## Exercise directions
Write out the stretch of the review of "All the Rivers" from "Yes, some moments" through "the second intifada.", word for word.

## Supplied passage
Yes, some moments in “All the Rivers” are bound to discomfit readers who support Israel. Take Hilmi’s account of his four-month imprisonment (for a graffiti-related infraction) and harassment by Israeli guards. Or Liat’s recollections of anti-Arab sentiments among her own kinsmen and fellow Israelis. Not to mention multiple instances when Liat reacts instinctively with a heightened sense of self-blame: “I was struck again by a dim echo of guilt and by the inescapable symbolism: the loss of his keys and the jangling presence of my own as a simplistic metaphor for our miserable situation back home.” On the other hand, while Hilmi rarely acknowledges, let alone personalizes, Palestinian misdeeds, he instructs Liat — twice — to avoid traveling by bus when she returns to Israel in May 2003, in the middle of the second intifada.

## Dataset content
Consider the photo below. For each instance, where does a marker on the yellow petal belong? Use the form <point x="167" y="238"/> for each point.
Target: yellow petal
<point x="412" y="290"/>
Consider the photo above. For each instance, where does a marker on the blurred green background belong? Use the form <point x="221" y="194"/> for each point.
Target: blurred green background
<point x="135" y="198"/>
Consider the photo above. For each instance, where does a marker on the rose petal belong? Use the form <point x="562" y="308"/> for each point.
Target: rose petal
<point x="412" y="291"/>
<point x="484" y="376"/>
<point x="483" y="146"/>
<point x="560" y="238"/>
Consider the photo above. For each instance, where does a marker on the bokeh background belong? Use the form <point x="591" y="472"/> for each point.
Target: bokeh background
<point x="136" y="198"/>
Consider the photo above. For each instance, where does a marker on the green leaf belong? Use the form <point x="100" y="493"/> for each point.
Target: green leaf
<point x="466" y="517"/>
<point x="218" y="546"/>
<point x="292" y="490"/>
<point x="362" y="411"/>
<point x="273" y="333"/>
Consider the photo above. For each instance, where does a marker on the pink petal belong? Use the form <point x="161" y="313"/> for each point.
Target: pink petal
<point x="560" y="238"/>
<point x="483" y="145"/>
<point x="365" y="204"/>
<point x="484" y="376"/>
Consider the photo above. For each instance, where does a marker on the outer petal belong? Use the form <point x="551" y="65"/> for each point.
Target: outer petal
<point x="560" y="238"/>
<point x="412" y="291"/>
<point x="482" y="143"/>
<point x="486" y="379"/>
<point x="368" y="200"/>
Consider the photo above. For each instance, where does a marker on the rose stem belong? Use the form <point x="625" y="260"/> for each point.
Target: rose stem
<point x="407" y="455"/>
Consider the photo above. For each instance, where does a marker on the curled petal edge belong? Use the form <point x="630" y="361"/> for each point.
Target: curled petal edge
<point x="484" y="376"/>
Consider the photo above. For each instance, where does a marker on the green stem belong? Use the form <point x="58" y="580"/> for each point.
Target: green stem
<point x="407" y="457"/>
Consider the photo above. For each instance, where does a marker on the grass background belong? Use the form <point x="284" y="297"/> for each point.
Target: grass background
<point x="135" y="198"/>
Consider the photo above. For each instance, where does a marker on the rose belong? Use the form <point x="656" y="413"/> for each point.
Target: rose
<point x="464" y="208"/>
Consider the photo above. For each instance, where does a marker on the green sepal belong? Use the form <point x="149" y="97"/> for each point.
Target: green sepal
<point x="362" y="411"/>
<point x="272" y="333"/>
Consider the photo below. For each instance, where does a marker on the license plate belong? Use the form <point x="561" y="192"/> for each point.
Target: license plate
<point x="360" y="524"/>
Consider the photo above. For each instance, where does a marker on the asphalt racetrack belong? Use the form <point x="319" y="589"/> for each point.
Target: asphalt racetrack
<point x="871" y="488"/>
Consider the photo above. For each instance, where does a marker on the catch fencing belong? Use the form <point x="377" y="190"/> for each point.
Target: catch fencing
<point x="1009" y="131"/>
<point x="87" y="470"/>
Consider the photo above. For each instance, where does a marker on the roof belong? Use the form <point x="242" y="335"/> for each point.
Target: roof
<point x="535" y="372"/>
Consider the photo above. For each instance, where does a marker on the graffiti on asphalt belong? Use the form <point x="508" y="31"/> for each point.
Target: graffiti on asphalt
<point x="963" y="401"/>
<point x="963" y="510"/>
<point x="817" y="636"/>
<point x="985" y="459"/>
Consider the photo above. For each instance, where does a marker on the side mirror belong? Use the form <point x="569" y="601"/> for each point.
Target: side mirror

## Complete output
Yes, some moments in “All the Rivers” are bound to discomfit readers who support Israel. Take Hilmi’s account of his four-month imprisonment (for a graffiti-related infraction) and harassment by Israeli guards. Or Liat’s recollections of anti-Arab sentiments among her own kinsmen and fellow Israelis. Not to mention multiple instances when Liat reacts instinctively with a heightened sense of self-blame: “I was struck again by a dim echo of guilt and by the inescapable symbolism: the loss of his keys and the jangling presence of my own as a simplistic metaphor for our miserable situation back home.” On the other hand, while Hilmi rarely acknowledges, let alone personalizes, Palestinian misdeeds, he instructs Liat — twice — to avoid traveling by bus when she returns to Israel in May 2003, in the middle of the second intifada.